──────── ИЗВЛЕЧЕННЫЙ ТЕКСТ ────────

Преодолеваются именно анархическое своеволие индивидуальных мнений, ложные дихотомии, рожденные автономностью рассудка, дуализм без полутеней, устанавливаемый традиционным культурным самосознанием: либо «варвары», или «чужие», либо «такие же, как мы».
Выше мы обмолвились, что избранный нами путь исследования требует от нас вечно искать другое. Речь идет не о логической антитезе: не о минусе, который является лишь зеркальным отражением плюса, не о «нет», которое является лишь вывернутым наизнанку «да». Речь идет о постижении предела всех форм, об умении постичь «другое» как универсальную среду посредования и преобразования вещей; о способности увидеть в другом продолжение того же, подобно тому как пробудившийся от сна Чжуан-цзы ощущает себя спящим.
Китайская мысль способна стимулировать поиск указанного интегрального единства, ибо в ней мы находим блестящее развитие идеи универсального Различия; Единства, разрешающего бесконечное множество различий. Эта мысль не знает оппозиций идеального и материального, духовного и телесного, разума и чувства, эмпирического и рационального, субъективного и объективного – всех этих оппозиций, которые в конце концов сводят реальность к «принципам». Китайской традиции чужд академический интерес «знать все больше о все меньшем». Быстро была изжита в ней и тенденция к образованию замкнутых систем мысли, которая была побеждена идеей «единого назначения всех дорог в мире». И впервые это интегральное миросозерцание с позиций «всепроницающего единства» было провозглашено именно Чжуан-цзы. Последняя глава его книги открывается словами:
Много нынче знатоков искусства упорядочивать мир. Каждый из них считает, что к содеянному им ничего нельзя прибавить. Но в чем же состоит то, что древние называли искусством дао? Отвечу: нет ничего, где бы его не было. Спрашивают: Откуда выходит духовность, откуда является просветленность? Мудрецы из чего-то черпают мудрость, правители благодаря чему-то обретают власть – и все это происходит из Единого.

──────── ИСХОДНЫЕ ДАННЫЕ ────────

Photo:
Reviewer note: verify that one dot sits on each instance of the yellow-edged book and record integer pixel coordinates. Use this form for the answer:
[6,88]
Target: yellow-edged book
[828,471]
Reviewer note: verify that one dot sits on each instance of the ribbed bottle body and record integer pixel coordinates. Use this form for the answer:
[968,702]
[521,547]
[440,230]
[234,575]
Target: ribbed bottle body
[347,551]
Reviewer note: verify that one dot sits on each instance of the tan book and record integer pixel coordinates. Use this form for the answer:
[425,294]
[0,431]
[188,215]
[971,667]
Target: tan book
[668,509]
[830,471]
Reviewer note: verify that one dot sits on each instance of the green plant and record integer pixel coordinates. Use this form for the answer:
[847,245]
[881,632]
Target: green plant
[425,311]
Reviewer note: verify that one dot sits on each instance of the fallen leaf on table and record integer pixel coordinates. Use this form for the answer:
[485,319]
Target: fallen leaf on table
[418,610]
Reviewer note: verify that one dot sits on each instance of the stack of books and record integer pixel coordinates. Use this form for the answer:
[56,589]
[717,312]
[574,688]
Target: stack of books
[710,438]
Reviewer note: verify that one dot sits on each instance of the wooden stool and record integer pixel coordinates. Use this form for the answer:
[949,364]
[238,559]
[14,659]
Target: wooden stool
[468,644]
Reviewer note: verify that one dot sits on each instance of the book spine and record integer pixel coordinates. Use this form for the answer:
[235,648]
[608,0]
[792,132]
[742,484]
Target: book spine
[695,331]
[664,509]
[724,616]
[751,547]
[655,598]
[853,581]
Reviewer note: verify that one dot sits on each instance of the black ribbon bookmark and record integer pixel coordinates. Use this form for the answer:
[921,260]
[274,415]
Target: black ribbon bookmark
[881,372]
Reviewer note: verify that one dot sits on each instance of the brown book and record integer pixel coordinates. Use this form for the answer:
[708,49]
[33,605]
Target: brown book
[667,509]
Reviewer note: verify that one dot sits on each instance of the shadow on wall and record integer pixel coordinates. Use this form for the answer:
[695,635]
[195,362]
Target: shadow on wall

────────

▶ _ЗАДАНИЯ_
**a)** Ответьте на вопросы по фрагменту о китайской мысли:
(i) Что, по словам автора, требует от исследователей избранный путь исследования?
(ii) Какой академический интерес чужд китайской традиции?
(iii) Из чего, согласно словам последней главы книги Чжуан-цзы, происходит все перечисленное?
**b)** Прибавьте 3 к каждому числу в координатах ответов и заново приведите строки — от строки с «of the brown» до последней из строк включительно, вместе с указаниями. Образцы формата оставьте без изменений.
Фрагмент о китайской мысли и строки — два отдельных, не связанных между собой материала.

▶ _ВЫПОЛНЕННЫЕ ЗАДАНИЯ_
**a)**
(i) Вечно искать другое.
(ii) Интерес «знать все больше о все меньшем».
(iii) Из Единого.

**b)**
Reviewer note: verify that one dot sits on each instance of the brown book and record integer pixel coordinates. Use this form for the answer:
[708,49]
[33,605]
Target: brown book
[670,512]
Reviewer note: verify that one dot sits on each instance of the shadow on wall and record integer pixel coordinates. Use this form for the answer:
[695,635]
[195,362]
Target: shadow on wall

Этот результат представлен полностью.